# The task:
Transcribe the full listing below exactly.

*** Data for processing

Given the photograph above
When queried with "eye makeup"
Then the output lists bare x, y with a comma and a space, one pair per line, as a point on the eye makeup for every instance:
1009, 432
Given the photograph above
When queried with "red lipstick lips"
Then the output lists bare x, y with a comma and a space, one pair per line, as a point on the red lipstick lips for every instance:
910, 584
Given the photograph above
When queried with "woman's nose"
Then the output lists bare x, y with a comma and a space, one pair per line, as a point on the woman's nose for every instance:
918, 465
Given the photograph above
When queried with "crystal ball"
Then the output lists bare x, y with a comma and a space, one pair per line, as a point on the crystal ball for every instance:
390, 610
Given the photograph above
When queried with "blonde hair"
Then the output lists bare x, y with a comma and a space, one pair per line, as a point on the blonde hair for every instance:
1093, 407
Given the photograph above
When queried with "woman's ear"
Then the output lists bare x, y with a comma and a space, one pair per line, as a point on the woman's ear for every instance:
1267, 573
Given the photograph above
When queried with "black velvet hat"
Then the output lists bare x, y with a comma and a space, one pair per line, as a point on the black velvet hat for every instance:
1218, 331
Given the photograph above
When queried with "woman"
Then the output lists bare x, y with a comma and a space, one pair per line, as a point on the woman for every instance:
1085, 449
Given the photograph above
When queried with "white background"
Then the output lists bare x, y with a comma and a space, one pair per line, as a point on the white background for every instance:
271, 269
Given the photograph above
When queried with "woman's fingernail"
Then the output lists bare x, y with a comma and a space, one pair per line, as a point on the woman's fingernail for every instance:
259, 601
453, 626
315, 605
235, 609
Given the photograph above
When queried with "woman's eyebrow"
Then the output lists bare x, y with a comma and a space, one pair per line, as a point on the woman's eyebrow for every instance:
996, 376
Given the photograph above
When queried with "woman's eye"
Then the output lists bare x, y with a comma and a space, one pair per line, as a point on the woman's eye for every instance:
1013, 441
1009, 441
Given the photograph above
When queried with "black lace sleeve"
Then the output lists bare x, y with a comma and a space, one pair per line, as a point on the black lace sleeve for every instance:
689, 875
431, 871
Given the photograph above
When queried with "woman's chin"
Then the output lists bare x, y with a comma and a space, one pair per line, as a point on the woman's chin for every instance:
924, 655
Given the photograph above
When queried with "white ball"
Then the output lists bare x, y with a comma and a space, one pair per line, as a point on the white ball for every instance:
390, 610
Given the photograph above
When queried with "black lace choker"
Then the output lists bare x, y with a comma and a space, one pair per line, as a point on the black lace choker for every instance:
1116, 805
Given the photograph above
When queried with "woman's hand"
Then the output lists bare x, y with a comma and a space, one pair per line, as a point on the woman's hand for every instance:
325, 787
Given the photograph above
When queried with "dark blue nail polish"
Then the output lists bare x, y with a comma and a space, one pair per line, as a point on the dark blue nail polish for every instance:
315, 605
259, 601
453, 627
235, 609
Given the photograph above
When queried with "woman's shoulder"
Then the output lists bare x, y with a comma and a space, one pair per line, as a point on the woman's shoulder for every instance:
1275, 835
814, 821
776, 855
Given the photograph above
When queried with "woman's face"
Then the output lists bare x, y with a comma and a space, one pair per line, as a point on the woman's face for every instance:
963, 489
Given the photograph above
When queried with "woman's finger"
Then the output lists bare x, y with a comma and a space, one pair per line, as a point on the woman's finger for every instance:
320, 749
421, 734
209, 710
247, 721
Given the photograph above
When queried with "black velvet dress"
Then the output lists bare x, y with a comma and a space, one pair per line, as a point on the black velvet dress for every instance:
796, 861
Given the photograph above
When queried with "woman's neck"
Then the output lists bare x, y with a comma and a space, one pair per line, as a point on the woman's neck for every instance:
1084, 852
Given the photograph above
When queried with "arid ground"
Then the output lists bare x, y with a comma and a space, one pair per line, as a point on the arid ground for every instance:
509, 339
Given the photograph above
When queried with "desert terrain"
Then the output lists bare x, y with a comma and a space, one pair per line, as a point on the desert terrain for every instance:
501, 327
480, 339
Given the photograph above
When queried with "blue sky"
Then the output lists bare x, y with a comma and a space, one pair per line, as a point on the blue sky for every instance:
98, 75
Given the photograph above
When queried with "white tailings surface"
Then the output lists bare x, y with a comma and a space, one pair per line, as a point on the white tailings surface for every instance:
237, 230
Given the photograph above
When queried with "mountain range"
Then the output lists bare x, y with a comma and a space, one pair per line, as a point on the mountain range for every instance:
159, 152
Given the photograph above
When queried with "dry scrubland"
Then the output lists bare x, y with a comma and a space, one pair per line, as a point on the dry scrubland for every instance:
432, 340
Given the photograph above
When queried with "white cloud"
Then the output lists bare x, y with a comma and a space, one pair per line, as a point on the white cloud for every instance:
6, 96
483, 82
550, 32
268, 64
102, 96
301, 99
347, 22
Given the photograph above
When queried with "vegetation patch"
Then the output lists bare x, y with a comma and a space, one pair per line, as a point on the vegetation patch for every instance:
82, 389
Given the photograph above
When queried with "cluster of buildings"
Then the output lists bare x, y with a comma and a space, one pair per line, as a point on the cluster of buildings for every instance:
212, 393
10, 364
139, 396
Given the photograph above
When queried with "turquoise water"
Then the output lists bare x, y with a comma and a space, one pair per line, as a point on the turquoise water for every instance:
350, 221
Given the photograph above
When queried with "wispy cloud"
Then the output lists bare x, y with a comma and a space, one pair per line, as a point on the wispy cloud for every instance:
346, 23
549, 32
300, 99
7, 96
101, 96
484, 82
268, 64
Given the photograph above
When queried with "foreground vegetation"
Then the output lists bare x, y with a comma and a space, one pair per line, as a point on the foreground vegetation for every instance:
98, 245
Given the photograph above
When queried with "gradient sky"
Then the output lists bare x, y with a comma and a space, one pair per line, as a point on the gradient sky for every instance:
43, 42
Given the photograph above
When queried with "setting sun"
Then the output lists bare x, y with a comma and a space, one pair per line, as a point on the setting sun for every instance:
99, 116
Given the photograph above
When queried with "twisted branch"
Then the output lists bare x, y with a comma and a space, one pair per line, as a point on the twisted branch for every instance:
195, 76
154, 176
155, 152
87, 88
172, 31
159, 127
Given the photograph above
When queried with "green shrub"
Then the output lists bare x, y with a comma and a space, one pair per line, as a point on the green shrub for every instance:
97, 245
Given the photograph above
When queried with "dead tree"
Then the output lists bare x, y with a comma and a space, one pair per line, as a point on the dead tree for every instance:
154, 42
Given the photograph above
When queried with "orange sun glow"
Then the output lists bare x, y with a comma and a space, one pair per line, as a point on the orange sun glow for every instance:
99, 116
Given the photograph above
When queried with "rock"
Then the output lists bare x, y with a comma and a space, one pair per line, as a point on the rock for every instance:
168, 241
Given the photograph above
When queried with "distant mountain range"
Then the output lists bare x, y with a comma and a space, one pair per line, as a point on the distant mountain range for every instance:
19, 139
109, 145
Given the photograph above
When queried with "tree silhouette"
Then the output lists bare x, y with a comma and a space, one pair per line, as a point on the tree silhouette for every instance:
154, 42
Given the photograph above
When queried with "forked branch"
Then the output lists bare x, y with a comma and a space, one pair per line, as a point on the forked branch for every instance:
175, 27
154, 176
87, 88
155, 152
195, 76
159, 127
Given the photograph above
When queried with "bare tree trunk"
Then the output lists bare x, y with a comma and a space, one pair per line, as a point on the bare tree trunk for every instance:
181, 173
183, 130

******

# Exercise solution:
Given the photograph above
When queried with "eye makeup"
Then the output lists bare x, y with a comma and a space, one pair per line, as a point on the eye makeup for every instance:
1009, 432
Given the photograph above
When queried with "red lipstick lips"
Then the output lists bare x, y with a comma and a space, one pair per line, as a point on the red lipstick lips for every instance:
910, 584
Given the photograph above
When queried with "woman's nose"
Then the output lists bare x, y with a comma and a space, one pair per line, as a point on the woman's nose for every instance:
918, 465
Given the photograph above
When queried with "crystal ball"
Then the output lists bare x, y with a comma and a space, one pair per line, as a point on the crystal ball for every instance:
390, 610
Given the photograph above
When queried with "blonde hair"
Then the output lists bare x, y with a comma and a space, one pair per line, as a point on the blonde hair for every instance:
1093, 407
Given the photograph above
When queried with "woman's ear"
Then the output lists bare x, y with a comma and a space, one pair per line, as a point on the woman's ear for every instance:
1267, 573
Given the photograph above
When queried with "black velvet hat"
Then the output lists bare x, y with a comma and a space, one pair per line, as a point on the black velvet hat for every instance:
1218, 331
Given the photograph above
When queried with "woman"
Then the output lists bare x, y with a comma and a space, one pair per line, as a point on the woman for every instance:
1085, 449
Given the photograph above
When queried with "white background"
Then the output lists bare x, y with a comma and a space, one pair per line, as a point on the white background for every instance:
271, 269
Given the photograph above
When queried with "woman's fingernail"
Then the output lists bare x, y with a comma and a space, one pair per line, as a point on the woman's fingernail for every instance:
259, 601
453, 626
315, 605
235, 609
Given the photograph above
When queried with "woman's eyebrow"
Then the output lists bare x, y with a comma and a space, one pair per line, as a point on the woman's eyebrow for every instance:
996, 376
Given the photograph above
When queried with "woman's eye"
Then the output lists bare x, y with a comma and a space, one pair per line, as a point on the woman's eye for every instance:
1013, 441
1009, 441
Given the photograph above
When queried with "black lace sleeve"
Then the output lists bare x, y with a comma and a space, one pair per line, as a point on the black lace sleeve for every instance:
689, 875
431, 871
Given the photograph above
When queried with "woman's chin"
Then the output lists bare x, y with a comma and a space, one pair per line, as a point on the woman's chin for every instance:
924, 655
Given the photograph above
When queried with "white ball"
Then the output lists bare x, y with a comma and a space, one pair per line, as a point on the white ball for every instance:
390, 610
Given the photograph above
When queried with "black lace choker"
Then the output lists bare x, y with a comma and a space, one pair per line, as a point on the black lace choker for every instance:
1116, 805
Given the photograph above
When queried with "woman's hand"
Then the output lists bare x, y with a comma and a space, one pair per line, as a point on the woman's hand for every instance:
325, 787
Given the photograph above
When queried with "dark blue nail polish"
Then the output lists bare x, y with a comma and a space, one pair per line, as a point on the dark blue nail polish for every instance:
315, 605
259, 601
453, 627
235, 609
Given the photograph above
When queried with "woman's shoulder"
Then the output lists bare x, y with a comma and a space, one pair per line, as a point on the woman's shoulder for every instance:
1275, 835
814, 821
776, 855
Given the photograph above
When queried with "woman's face"
Then the output lists bare x, y with a comma and a space, one pair per line, as a point on the woman's face for every instance:
963, 489
Given the photograph above
When queried with "woman's finger"
Then the output lists bare x, y with a comma and a space, one pair per line, as a point on the woman's finger for every instance:
320, 749
421, 734
209, 710
247, 721
Given the photograph above
When queried with "black velvet dress"
Then the output lists bare x, y with a comma and a space, one pair per line, as a point on the black velvet dress for every instance:
796, 861
Given the photograph above
When queried with "woman's neck"
Then the output lists bare x, y with a comma and a space, one pair per line, as a point on the woman's neck for every instance:
1084, 852
Given the photograph above
When queried with "arid ground"
Then the output lists bare x, y with a comma and a space, one pair per line, as a point on the arid ground for every instance:
509, 339
Given the photograph above
When queried with "desert terrain"
Then the output lists bare x, y with a comma and a space, one pair per line, as a point on the desert terrain for every instance:
501, 327
480, 339
Given the photograph above
When queried with "blue sky"
Then the output lists bare x, y with a comma and a space, one pair per line, as a point on the blue sky for every instance:
98, 75
Given the photograph above
When queried with "white tailings surface"
Then the output lists bare x, y with a comma and a space, one pair per line, as a point on the white tailings surface for every instance:
237, 230
Given the photograph above
When queried with "mountain range"
Then the output lists bare x, y with a comma and a space, one pair per line, as a point on the mountain range for every instance:
159, 152
Given the photograph above
When queried with "dry scrubland"
Then the output lists bare x, y with a comma and a space, one pair per line, as a point on the dry scrubland for every instance:
432, 340
Given the photograph above
When queried with "white cloud"
Then the output lists bare x, y with a comma and a space, one pair per line, as a point on the white cloud for every instance:
6, 96
483, 82
550, 32
268, 64
102, 96
301, 99
347, 22
Given the photograph above
When queried with "vegetation patch"
Then the output lists bare x, y with a comma and a space, one pair per line, as a point on the vegetation patch for every instance:
82, 389
Given the photograph above
When queried with "cluster of buildings"
Then the output lists bare x, y with a comma and a space, one pair per line, as a point on the cluster of buildings for every instance:
212, 393
10, 364
139, 396
Given the photograph above
When queried with "turquoise water"
Then the output lists bare x, y with a comma and a space, one pair per line, as a point on the turquoise water for every instance:
350, 221
Given the photograph above
When queried with "wispy cloud"
Then the output lists bare x, y with a comma and a space, one pair per line, as a point on the wispy cloud for every instance:
346, 23
549, 32
300, 99
7, 96
101, 96
484, 82
268, 64
Given the photograph above
When queried with "foreground vegetation"
Then the output lists bare x, y with a comma and a space, one pair per line, as a point on the foreground vegetation for every instance:
98, 245
Given the photograph above
When queried with "gradient sky"
Then the output lists bare x, y with a comma and a space, one pair per line, as a point on the gradient sky for every instance:
43, 42
Given the photograph above
When queried with "setting sun"
Then the output lists bare x, y with a comma and a space, one pair per line, as a point on the setting sun for every instance:
99, 116
Given the photograph above
When queried with "twisted branch"
Then the output lists bare x, y with a comma and a space, one pair per line, as a point on the twisted branch for every instance:
195, 76
154, 176
155, 152
87, 88
172, 31
159, 127
Given the photograph above
When queried with "green shrub"
Then the output lists bare x, y with a comma and a space, one pair per line, as a point on the green shrub for every instance:
97, 245
Given the photograph above
When queried with "dead tree"
Then the output lists bare x, y with a comma and a space, one pair per line, as a point on the dead tree for every instance:
154, 42
Given the photograph above
When queried with "orange sun glow"
Then the output lists bare x, y with a comma and a space, one pair per line, as a point on the orange sun glow for every instance:
99, 116
Given the photograph above
When queried with "rock"
Then the output lists bare x, y with a comma and a space, one pair per line, as a point on the rock for every instance:
168, 241
Given the photograph above
When queried with "distant mountain range"
Then the output lists bare x, y with a comma and a space, one pair per line, as a point on the distant mountain range for every instance:
19, 139
109, 145
Given the photograph above
When queried with "tree silhouette"
Then the output lists bare x, y with a comma and a space, one pair per line, as a point on the tree silhouette for every instance:
154, 42
Given the photograph above
When queried with "forked branch"
Then the output lists bare x, y with a comma and a space, one pair per line, as a point on the forked branch for every instance:
175, 27
154, 176
87, 88
155, 152
195, 76
159, 127
Given the photograph above
When queried with "bare tree trunk"
Then the output lists bare x, y with a comma and a space, one pair per line, as a point on the bare tree trunk for every instance:
181, 173
183, 130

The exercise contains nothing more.